Exercise directions: Could you write out the whole listing below again, requests included, adding 67 to every pixel coordinate in the answers while leaving the pictures out?

Data provided:
** start **
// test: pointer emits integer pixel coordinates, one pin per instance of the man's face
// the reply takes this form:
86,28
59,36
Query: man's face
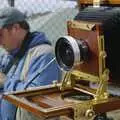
7,38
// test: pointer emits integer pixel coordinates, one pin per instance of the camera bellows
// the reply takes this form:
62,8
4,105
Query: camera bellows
110,19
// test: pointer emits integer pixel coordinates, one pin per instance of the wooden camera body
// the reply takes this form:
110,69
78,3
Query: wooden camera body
73,97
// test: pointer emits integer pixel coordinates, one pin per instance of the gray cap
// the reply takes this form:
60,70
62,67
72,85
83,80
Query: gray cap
10,15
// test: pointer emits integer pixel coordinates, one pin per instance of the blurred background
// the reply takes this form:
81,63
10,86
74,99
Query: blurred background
49,16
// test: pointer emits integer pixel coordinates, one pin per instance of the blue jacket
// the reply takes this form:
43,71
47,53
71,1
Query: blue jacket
36,64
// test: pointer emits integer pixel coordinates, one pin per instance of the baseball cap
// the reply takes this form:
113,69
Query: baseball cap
10,15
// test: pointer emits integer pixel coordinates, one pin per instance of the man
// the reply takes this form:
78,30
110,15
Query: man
** end **
Exercise response:
// test: pointer emits integer pixel coordinates, one pin per instance of the man's face
// the reply takes this form:
86,28
59,36
Query: man's face
74,105
// test: pointer emits integer pixel coordinates, one pin per instance of the camera bellows
// the reply takes this form:
62,8
4,105
Query: camera bellows
177,86
// test: pointer emits integer pixel coordinates, one pin per instance of the wooden camera body
// the reply takes this form:
110,69
78,3
Query: wooden camera body
140,164
// test: pointer emits integer pixel coordinates, one pin per instance of the gray cap
// the reply takes this form:
60,70
62,67
72,85
83,80
Query: gray cap
77,82
// test: pointer emits integer pixel coordinates, one pin per instance of the blurred background
// the reply takes this form:
81,63
10,86
74,99
Query: blurred background
116,83
// test: pointer emits integer pixel coordinates, one pin per instance of the blue jacket
// the reply takes this form:
43,71
47,53
71,1
Query: blue jacket
103,131
// test: pointer emits integer pixel coordinates, one pin per instance of the baseball cap
// the reply takes this form:
113,69
Query: baseball cap
77,82
// test: pointer emits integer pixel coordinates, one pin per instance of the man
// the reply takes this form:
78,30
110,15
Query: man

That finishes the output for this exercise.